# Available data:
☆ ☆ ☆ ☆

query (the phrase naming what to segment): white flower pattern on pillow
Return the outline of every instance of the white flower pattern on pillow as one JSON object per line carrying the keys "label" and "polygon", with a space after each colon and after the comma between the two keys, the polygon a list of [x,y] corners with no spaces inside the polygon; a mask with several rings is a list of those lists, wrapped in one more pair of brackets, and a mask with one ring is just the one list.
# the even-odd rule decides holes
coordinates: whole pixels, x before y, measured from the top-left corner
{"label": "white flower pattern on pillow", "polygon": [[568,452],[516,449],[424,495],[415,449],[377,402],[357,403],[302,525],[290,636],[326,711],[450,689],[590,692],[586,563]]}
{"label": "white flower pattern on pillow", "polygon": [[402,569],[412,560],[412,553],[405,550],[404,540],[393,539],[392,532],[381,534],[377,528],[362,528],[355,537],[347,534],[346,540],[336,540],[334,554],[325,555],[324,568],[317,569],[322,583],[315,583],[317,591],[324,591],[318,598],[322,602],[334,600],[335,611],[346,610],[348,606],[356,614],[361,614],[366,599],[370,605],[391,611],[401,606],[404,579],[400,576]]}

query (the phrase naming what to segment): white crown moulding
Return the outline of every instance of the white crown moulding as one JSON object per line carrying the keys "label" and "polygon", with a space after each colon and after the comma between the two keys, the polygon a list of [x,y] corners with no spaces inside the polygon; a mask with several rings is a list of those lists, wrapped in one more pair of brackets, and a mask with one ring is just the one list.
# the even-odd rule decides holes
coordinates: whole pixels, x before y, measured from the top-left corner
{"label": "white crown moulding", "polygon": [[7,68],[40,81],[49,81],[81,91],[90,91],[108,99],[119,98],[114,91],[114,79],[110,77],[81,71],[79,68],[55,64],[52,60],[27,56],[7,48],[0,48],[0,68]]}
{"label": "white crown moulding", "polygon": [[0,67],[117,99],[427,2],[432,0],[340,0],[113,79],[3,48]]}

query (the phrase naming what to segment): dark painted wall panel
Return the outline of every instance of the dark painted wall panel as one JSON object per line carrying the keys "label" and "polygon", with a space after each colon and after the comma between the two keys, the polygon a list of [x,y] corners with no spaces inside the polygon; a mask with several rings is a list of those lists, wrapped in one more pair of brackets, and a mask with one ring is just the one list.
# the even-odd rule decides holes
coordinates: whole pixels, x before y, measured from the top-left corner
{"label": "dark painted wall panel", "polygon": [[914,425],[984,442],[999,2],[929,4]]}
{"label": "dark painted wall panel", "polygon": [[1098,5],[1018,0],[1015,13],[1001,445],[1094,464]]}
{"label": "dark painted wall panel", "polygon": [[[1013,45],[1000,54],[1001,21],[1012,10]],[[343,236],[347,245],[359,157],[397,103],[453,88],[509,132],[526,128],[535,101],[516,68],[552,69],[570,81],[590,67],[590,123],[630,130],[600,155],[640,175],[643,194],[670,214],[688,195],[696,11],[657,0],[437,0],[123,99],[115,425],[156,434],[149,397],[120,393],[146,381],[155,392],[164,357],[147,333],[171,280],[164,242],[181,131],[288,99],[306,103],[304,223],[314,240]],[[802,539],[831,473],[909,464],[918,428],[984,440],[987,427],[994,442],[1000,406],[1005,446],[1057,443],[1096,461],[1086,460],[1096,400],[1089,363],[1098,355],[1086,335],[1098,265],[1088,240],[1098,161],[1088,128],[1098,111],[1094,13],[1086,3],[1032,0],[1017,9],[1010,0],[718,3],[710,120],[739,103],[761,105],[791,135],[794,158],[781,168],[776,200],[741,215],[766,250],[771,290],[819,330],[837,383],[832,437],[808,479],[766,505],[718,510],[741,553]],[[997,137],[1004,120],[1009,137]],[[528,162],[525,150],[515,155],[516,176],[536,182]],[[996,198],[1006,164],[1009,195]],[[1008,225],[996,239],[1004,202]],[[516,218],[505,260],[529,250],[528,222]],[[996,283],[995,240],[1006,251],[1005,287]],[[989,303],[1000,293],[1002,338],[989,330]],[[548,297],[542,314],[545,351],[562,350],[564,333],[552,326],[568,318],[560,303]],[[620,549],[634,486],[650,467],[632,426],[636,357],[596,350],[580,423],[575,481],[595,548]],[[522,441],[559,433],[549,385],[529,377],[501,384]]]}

☆ ☆ ☆ ☆

# What you are asked to do:
The records above must be repeated exactly, every one of them.

# Worked solution:
query (the phrase naming what to segment): white flower pattern on pillow
Return the outline of every instance of the white flower pattern on pillow as one JSON object per line carrying the keys "label" and "polygon", with a space after each colon and after the comma between the two keys, the polygon a list of [x,y] corners with no spaces inside the polygon; a mask with several rings is a list of those lists, wrapped in one more pair of brackets, and a mask with one ring is just the one list.
# the even-odd rule decides holes
coordinates: whole pixels, x before y, measured from the top-left corner
{"label": "white flower pattern on pillow", "polygon": [[568,452],[516,449],[424,495],[415,449],[377,402],[357,403],[302,525],[290,636],[326,711],[450,689],[590,692],[586,563]]}
{"label": "white flower pattern on pillow", "polygon": [[402,569],[412,560],[412,553],[405,550],[404,540],[393,539],[392,532],[381,534],[377,528],[362,528],[355,537],[347,534],[346,540],[336,540],[334,554],[325,555],[324,568],[317,569],[322,583],[315,583],[317,591],[324,591],[318,598],[322,602],[334,600],[335,611],[346,610],[348,606],[356,614],[361,614],[366,599],[370,605],[391,611],[401,606],[404,579],[400,576]]}

query (the phrase naming what to segment): white crown moulding
Return the outline of every instance of the white crown moulding as one JSON object per line carrying the keys "label" and "polygon", with a space after each colon and after the comma between the two keys, the polygon a list of [x,y] corners with no spaces inside the polygon; a mask with several rings is a list of those lists, wrapped in one more pair of brackets, and a mask with one ring is just the one list.
# the even-odd rule decides holes
coordinates: whole pixels, x before y, measured from the top-left corner
{"label": "white crown moulding", "polygon": [[7,68],[40,81],[49,81],[81,91],[90,91],[108,99],[119,98],[114,91],[114,79],[110,77],[81,71],[79,68],[55,64],[52,60],[27,56],[7,48],[0,48],[0,68]]}
{"label": "white crown moulding", "polygon": [[0,67],[117,99],[427,2],[432,0],[340,0],[113,79],[3,48]]}

query (the phrase naming what to segment): dark painted wall panel
Return the outline of every instance of the dark painted wall panel as one JSON object per line carrying the keys "label" and "polygon", with a space after each colon and after the comma between the two keys, the polygon a list of [x,y] corners with no spaces inside the polygon; a mask with several rings is a list of those lists, wrapped in one more pair of brackets, and a mask with one ring is just the one list.
# the even-odd rule decides holes
coordinates: whole pixels, x before y, measured from the top-left corner
{"label": "dark painted wall panel", "polygon": [[914,425],[984,442],[999,2],[929,4]]}
{"label": "dark painted wall panel", "polygon": [[1098,5],[1018,0],[1015,13],[1001,445],[1094,464]]}
{"label": "dark painted wall panel", "polygon": [[[1013,45],[1000,54],[1001,21],[1012,10]],[[343,236],[347,245],[359,157],[397,103],[453,88],[509,132],[526,128],[535,101],[516,68],[552,69],[570,81],[590,67],[590,123],[630,130],[600,155],[640,175],[643,194],[670,214],[688,195],[696,11],[657,0],[437,0],[123,99],[115,425],[156,434],[149,397],[120,393],[146,381],[155,392],[164,357],[147,333],[171,280],[164,242],[181,131],[288,99],[306,103],[304,223],[314,240]],[[802,539],[831,473],[909,464],[918,428],[984,440],[987,427],[994,442],[1000,406],[1005,446],[1057,443],[1096,461],[1086,460],[1096,400],[1089,363],[1098,355],[1086,335],[1098,265],[1088,240],[1098,161],[1088,128],[1098,111],[1094,13],[1086,3],[1032,0],[1017,9],[1010,0],[718,3],[710,120],[739,103],[761,105],[791,135],[794,158],[781,168],[776,200],[741,215],[766,250],[771,290],[819,330],[837,383],[832,437],[808,479],[766,505],[718,510],[741,553]],[[997,137],[1004,120],[1009,137]],[[528,162],[525,150],[515,155],[516,176],[536,182]],[[996,198],[1006,164],[1009,195]],[[1008,225],[996,239],[1004,202]],[[516,218],[505,260],[529,250],[528,222]],[[996,283],[995,240],[1006,251],[1005,287]],[[989,303],[1000,293],[1002,338],[989,330]],[[548,297],[542,314],[545,351],[562,350],[564,333],[552,326],[568,318],[560,303]],[[620,549],[634,486],[650,467],[632,426],[636,357],[596,350],[580,423],[575,481],[595,548]],[[522,441],[559,433],[549,385],[529,377],[501,384]]]}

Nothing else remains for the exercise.